## WHAT NEEDS TO BE DONE
Pictures do not belong in your copy. Repeat all the other data exactly.
═══ DATA LINES ═══
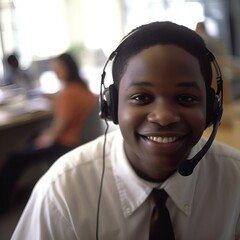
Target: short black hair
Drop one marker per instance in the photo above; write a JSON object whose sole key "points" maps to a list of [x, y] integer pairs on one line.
{"points": [[161, 33]]}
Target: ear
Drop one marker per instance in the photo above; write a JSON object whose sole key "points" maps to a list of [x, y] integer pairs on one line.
{"points": [[109, 104], [212, 107]]}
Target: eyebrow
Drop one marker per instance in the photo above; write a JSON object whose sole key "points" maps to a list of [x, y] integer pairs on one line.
{"points": [[188, 84], [181, 84]]}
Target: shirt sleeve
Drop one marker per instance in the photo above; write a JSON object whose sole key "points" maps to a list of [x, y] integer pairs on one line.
{"points": [[41, 220]]}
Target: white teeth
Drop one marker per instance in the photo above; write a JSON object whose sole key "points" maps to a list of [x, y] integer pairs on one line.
{"points": [[162, 139]]}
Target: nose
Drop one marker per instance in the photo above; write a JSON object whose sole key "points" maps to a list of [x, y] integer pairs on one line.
{"points": [[164, 114]]}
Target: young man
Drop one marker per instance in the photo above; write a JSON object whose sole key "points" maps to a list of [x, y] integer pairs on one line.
{"points": [[162, 100]]}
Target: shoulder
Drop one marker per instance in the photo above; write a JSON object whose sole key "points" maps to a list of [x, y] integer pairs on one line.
{"points": [[84, 161], [223, 160]]}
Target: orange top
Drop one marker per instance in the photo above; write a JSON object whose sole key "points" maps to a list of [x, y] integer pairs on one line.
{"points": [[74, 104]]}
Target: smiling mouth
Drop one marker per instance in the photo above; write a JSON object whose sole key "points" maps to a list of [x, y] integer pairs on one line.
{"points": [[163, 139]]}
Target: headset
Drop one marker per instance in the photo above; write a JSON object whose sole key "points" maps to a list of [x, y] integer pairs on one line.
{"points": [[109, 111], [109, 106]]}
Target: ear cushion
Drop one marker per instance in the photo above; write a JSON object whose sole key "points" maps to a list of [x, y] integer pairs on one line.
{"points": [[212, 107], [113, 103], [109, 104]]}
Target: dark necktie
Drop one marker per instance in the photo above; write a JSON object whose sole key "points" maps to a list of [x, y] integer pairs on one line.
{"points": [[160, 225]]}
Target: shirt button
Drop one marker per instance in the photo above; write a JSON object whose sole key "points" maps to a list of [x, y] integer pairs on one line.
{"points": [[128, 211], [186, 207]]}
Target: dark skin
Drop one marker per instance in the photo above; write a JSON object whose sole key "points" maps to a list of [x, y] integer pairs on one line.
{"points": [[162, 109]]}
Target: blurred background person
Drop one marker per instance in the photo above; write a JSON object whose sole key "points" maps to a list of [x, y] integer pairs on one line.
{"points": [[15, 74], [72, 105]]}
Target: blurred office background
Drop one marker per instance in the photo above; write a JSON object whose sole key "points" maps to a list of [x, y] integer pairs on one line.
{"points": [[91, 29], [39, 30]]}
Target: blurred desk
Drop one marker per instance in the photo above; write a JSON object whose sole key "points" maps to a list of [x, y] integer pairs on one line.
{"points": [[229, 131], [20, 121]]}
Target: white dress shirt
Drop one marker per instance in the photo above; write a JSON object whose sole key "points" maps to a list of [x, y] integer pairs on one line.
{"points": [[63, 205]]}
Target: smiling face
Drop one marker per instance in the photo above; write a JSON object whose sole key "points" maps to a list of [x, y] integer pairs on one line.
{"points": [[162, 109]]}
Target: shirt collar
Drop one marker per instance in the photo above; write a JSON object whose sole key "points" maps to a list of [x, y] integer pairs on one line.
{"points": [[133, 190]]}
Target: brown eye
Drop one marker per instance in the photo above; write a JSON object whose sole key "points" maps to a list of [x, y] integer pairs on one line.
{"points": [[141, 98], [187, 99]]}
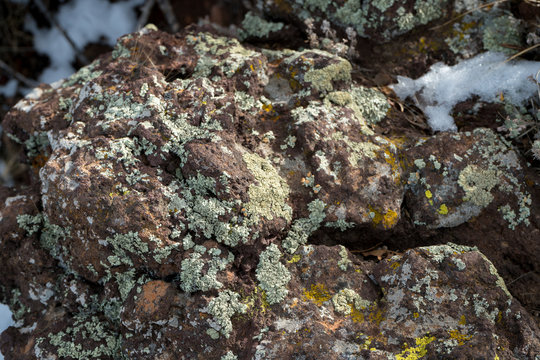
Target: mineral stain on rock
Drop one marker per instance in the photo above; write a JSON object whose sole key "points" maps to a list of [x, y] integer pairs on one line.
{"points": [[176, 216]]}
═══
## WRITTEN ANSWER
Target: short black hair
Drop one marker per instance in the photo above; write a JSON object whose sole key "points" maps to a list of [x, y] integer pairs on one line.
{"points": [[161, 33]]}
Target: ear
Drop one marker per instance in the photo above; write a JSON object whose sole key "points" maps to a list of [x, y] integer pairs on one line.
{"points": [[109, 104], [212, 107]]}
Target: eyebrow
Drop one marker per instance in the photo above; write a JSON object whose sole key "points" maps to a list of [x, y] integer pairs on one line.
{"points": [[188, 84], [181, 84]]}
Target: shirt sleeve
Drop one marker per instance in the photo above; write a JSON object whose sole key "points" maps to a list of [x, y] integer pairs on one line.
{"points": [[41, 220]]}
Target: white teeth
Drop one marker per instance in the photo above; write a JSON object whose sole key "points" maps to a list of [x, y] integer pairs on one line.
{"points": [[162, 139]]}
Target: nose
Drop one marker per instance in the photo above; write a JSON object whose sole key "points" maps to a list of [x, y] integer pairs on one line.
{"points": [[164, 114]]}
Target: young man
Drop one marker per instance in the photo above; write a JSON object whose sole key "points" maps to a list of [x, y] integer pairs on one line.
{"points": [[162, 100]]}
Target: shoulder
Drop one marker per instance in the photo above; write a JSON object whose sole key "points" maps to a list of [x, y] integer pairs on one line.
{"points": [[84, 161], [223, 160]]}
Target: orange top
Drop one marker per instance in the photo above; write a JSON object whose sole key "points" maps to a list of [x, y] integer pairs on one line.
{"points": [[74, 104]]}
Target: smiling mouth
Drop one marker per instance in the photo above; write a JSON object whose sole key "points" maps to a list of [x, y] integer pairs on one line.
{"points": [[163, 139]]}
Target: headset
Drop one marker per instance in the photo above; write a JSON object whose sole key "points" maps to a list of [x, y] integer pairs on one line.
{"points": [[109, 111], [109, 106]]}
Target: ear cushion
Drop one marker per instance in the photo above; write a JSON object whose sole key "points" maps to a list of [x, y] integer pairs on one line.
{"points": [[212, 107], [113, 103], [109, 104]]}
Target: dark necktie
Drop one marker per instance in the photo above; write a JSON object whose sole key "points" maps to a list of [x, y] integer pairs on one line.
{"points": [[160, 225]]}
Target: shirt button
Drop one marker per instance in the photo above; write a JSON object whose sole key "points" maps to a list of [x, y] integer pairs on one line.
{"points": [[128, 211], [186, 207]]}
Target: dark skin
Drop one marker per instance in the photo above; write a JSON object whose sole key "points" maps to a list of [x, y] integer pairs on one line.
{"points": [[162, 109]]}
Target: blurred background person
Drop one marker per instance in the photo above; write a JSON object whose sole key "points" maps to a list of [x, y] integer pairs on one line.
{"points": [[15, 74], [72, 105]]}
Target: blurred office background
Drop one marker per instance in the photo above; write a JSON object whose sole key "points" maps to a list of [x, y] integer pairs on one line.
{"points": [[91, 29], [39, 30]]}
Target: blurred desk
Drop one marker per instance in the photo above; write a JSON object whose sole key "points" maps to a list of [x, y] integer pairs on one line.
{"points": [[229, 131], [20, 121]]}
Target: white dress shirt
Drop one marker per instance in the photo above; write a JSON object whose sole key "points" maps to a list of [x, y] integer pairs on one line.
{"points": [[63, 205]]}
Target: smiling face
Drop one marker per instance in the photo above; write a JSON object whose sole key "points" maps to a list of [x, y] integer pairs on one line.
{"points": [[162, 109]]}
Target: shirt collar
Drop one marker per instance in the photo above; write a JSON object whose sole key "points" maps to a list of [x, y] integer pairs on one line.
{"points": [[133, 190]]}
Target: brown eye
Drop one marker per instance in the photo above; write a JSON object whose sole key "points" maps to a list of [x, y] integer pairs on one line.
{"points": [[141, 98], [187, 99]]}
Target: mineral stain on rock
Drop one marker per instance in the photo above; write a JSON object whose sole key "points" maps to a list of [x, y] integer pairs on one line.
{"points": [[176, 216]]}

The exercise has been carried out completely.